Records from a dataset:
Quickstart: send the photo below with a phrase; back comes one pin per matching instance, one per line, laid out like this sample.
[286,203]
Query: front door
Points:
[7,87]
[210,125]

ASSIGNMENT.
Return the entries in full. Do not alter them.

PROBLEM SOLUTION.
Quickstart: send the photo below with a phrase; back comes one pin per matching instance, one per line, laid out like this sample.
[286,203]
Query: front door
Points:
[7,87]
[210,125]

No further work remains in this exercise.